— start AVAILABLE RECORDS —

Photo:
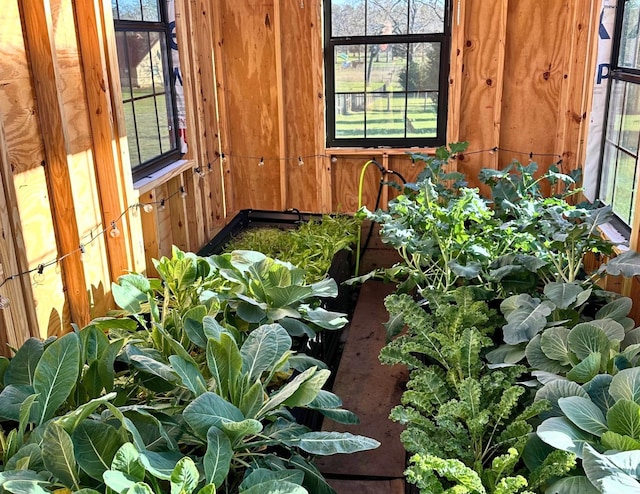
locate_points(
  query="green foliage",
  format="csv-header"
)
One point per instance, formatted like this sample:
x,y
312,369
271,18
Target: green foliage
x,y
466,424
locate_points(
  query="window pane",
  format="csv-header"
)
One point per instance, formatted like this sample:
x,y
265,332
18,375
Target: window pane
x,y
424,67
147,126
631,119
422,114
426,16
347,18
350,115
128,10
385,17
385,115
629,56
349,68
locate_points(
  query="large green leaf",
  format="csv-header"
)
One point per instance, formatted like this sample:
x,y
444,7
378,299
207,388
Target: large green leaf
x,y
606,476
560,433
56,375
217,458
625,385
58,455
584,413
23,365
263,348
224,362
586,338
562,294
95,445
209,410
330,443
189,374
185,477
624,418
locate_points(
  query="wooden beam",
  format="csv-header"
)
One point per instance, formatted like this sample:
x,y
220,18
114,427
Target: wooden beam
x,y
38,30
109,183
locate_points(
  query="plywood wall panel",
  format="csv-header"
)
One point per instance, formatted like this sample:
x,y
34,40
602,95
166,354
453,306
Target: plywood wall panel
x,y
248,39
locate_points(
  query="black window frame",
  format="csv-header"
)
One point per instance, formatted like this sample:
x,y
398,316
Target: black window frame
x,y
627,75
165,28
330,42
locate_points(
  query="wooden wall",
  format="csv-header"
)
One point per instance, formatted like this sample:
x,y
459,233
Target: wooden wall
x,y
520,79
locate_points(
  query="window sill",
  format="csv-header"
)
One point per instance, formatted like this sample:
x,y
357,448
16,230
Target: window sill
x,y
172,170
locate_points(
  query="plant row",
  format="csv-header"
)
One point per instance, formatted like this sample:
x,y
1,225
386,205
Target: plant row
x,y
191,387
523,371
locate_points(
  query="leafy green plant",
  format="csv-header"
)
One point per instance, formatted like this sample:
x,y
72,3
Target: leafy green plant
x,y
466,424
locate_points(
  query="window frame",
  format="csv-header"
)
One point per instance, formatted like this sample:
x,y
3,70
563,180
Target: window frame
x,y
164,28
626,75
330,42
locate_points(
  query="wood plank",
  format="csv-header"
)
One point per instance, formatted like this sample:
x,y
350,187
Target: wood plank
x,y
370,390
38,32
110,185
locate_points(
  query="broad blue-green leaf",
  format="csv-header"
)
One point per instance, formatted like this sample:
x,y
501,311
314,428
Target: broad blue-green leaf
x,y
554,344
56,375
224,362
586,338
127,461
606,476
578,484
58,455
11,399
624,418
160,464
185,476
562,434
587,369
263,348
208,410
217,458
95,445
23,365
562,294
625,385
189,374
584,413
330,443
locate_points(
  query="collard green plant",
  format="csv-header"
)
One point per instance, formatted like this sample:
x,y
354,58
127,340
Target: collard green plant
x,y
466,424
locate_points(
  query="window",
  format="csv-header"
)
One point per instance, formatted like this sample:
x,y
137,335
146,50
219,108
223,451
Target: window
x,y
386,65
143,39
619,172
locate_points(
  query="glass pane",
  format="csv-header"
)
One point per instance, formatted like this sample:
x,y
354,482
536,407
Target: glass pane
x,y
426,16
387,67
629,56
422,114
347,18
623,189
349,68
147,126
384,17
350,115
614,118
150,10
631,120
131,134
129,10
385,115
424,67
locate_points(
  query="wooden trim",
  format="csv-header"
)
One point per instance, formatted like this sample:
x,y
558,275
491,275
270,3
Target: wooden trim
x,y
38,30
112,198
19,321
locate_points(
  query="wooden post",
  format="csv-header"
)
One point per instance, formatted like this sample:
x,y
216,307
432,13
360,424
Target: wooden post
x,y
39,38
106,164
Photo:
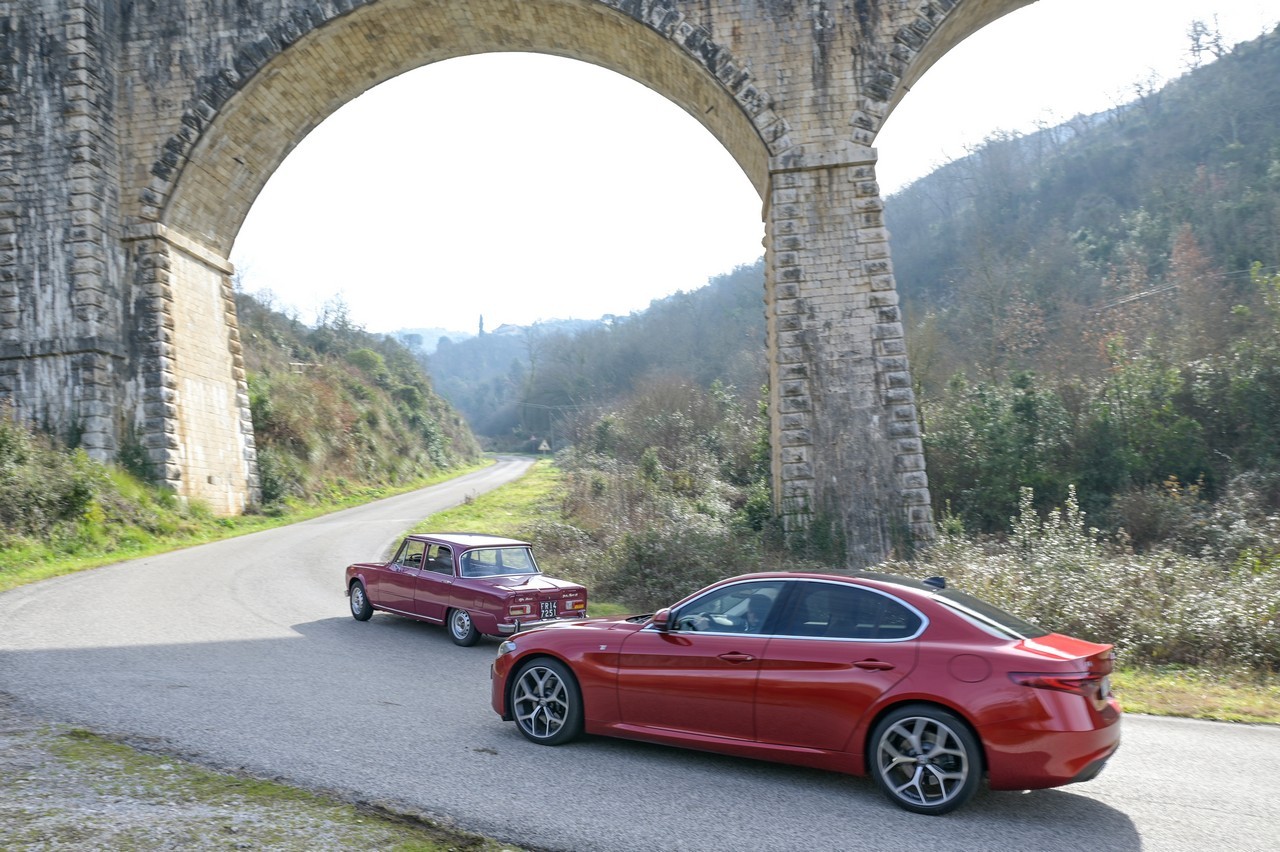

— end AVAILABLE RECORDS —

**WHAT YOU HAVE TO DO:**
Which lines of the material above contain the string "broad"? Extract every such line, treating uppercase and lowercase letters as distinct.

**ANSWER BELOW:**
  query="broad blue-green leaf",
Target: broad blue-green leaf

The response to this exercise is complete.